- WHAT IS EXPECTED -
Copy out the listing below word for word, keeping every line intact and in its original order.

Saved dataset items
★ ★ ★ ★

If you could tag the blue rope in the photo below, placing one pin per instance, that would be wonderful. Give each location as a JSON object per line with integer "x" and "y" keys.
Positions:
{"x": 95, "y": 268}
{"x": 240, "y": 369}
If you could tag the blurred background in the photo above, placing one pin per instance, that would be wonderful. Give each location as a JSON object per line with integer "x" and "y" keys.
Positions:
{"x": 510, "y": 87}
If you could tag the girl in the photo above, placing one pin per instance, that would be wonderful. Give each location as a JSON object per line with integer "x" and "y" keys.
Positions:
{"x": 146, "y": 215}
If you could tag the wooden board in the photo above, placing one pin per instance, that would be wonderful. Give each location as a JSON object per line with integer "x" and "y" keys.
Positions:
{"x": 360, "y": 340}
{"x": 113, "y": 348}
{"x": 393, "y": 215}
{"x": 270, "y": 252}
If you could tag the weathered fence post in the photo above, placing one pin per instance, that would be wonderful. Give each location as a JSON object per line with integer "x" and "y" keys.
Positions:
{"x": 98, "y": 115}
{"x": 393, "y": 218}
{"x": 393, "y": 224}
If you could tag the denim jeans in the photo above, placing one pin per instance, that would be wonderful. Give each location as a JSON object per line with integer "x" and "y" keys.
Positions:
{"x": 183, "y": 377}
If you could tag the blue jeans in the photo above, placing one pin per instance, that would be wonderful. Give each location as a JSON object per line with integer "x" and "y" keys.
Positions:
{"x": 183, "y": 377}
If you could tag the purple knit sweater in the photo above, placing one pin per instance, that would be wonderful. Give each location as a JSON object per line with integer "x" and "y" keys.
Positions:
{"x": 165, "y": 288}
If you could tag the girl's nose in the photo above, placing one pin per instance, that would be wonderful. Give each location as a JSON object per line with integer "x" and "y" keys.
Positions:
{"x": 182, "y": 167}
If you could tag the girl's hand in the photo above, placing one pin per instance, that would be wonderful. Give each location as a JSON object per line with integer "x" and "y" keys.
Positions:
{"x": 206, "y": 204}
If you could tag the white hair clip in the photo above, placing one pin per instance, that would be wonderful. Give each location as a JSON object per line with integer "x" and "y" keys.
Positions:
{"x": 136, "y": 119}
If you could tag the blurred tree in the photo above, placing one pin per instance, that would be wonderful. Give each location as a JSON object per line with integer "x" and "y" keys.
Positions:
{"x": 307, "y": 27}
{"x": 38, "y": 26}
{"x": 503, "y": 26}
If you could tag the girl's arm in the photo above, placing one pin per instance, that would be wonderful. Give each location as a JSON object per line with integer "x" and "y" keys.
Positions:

★ ★ ★ ★

- RESULT FOR THIS EXERCISE -
If you could tag the blue rope in the photo below, placing one pin per instance, that would be wonderful. Give each location as a JSON object per line with integer "x" and "y" keys.
Positions:
{"x": 95, "y": 268}
{"x": 240, "y": 369}
If you could tag the blurred background in the photo above, placing one pin per instance, that would be wonderful. Give each location as a JSON object per line with integer "x" and "y" keys.
Positions:
{"x": 510, "y": 87}
If you could tag the girl in the photo above, placing one pin per instance, that would be wonderful. Give each location as a JSON object per line with integer "x" and "y" keys.
Positions:
{"x": 146, "y": 215}
If you could tag the wooden board in the photo above, placing one pin per instance, that would be wonderful. Give each location as a JSON object per line with integer "x" and "y" keys.
Positions:
{"x": 360, "y": 340}
{"x": 113, "y": 348}
{"x": 393, "y": 215}
{"x": 270, "y": 252}
If you could tag the weathered fence post in the photo above, placing one pin per instance, that would be wonderful. Give each location as a JSON object per line with integer "x" and "y" keys.
Positions:
{"x": 98, "y": 115}
{"x": 393, "y": 218}
{"x": 393, "y": 224}
If you could tag the denim jeans in the photo above, placing one pin per instance, that would be wonderful. Give each location as a JSON object per line with integer "x" and "y" keys.
Positions:
{"x": 183, "y": 377}
If you could tag the blue jeans in the photo above, placing one pin per instance, that would be wonderful. Give each location as a JSON object per line with integer "x" and "y" keys.
Positions:
{"x": 183, "y": 377}
If you could tag the purple knit sweater in the photo above, placing one pin per instance, that would be wonderful. Give each location as a JSON object per line with integer "x" and "y" keys.
Positions:
{"x": 165, "y": 288}
If you could tag the girl's nose in the photo above, placing one pin per instance, that would be wonderful. Give each location as a JSON object per line with integer "x" and "y" keys.
Positions:
{"x": 182, "y": 167}
If you could tag the girl's hand in the photo above, placing one pin per instance, that would be wonderful. Give each location as a JSON object per line with integer "x" and "y" keys.
Positions:
{"x": 206, "y": 204}
If you could tag the white hair clip in the photo above, placing one pin per instance, that would be wonderful. Give each location as a JSON object per line with integer "x" and "y" keys.
Positions:
{"x": 136, "y": 119}
If you could tag the blurred tree in the photo above, placing one pin per instance, that would be wonderful. Give each location as a JSON object per line with integer "x" and "y" keys.
Positions:
{"x": 307, "y": 27}
{"x": 38, "y": 26}
{"x": 503, "y": 26}
If you could tag the girl's arm in the photo above, placing one pin per instance, that would be wonderful. Give each location as a JSON object per line with integer "x" and "y" keys.
Positions:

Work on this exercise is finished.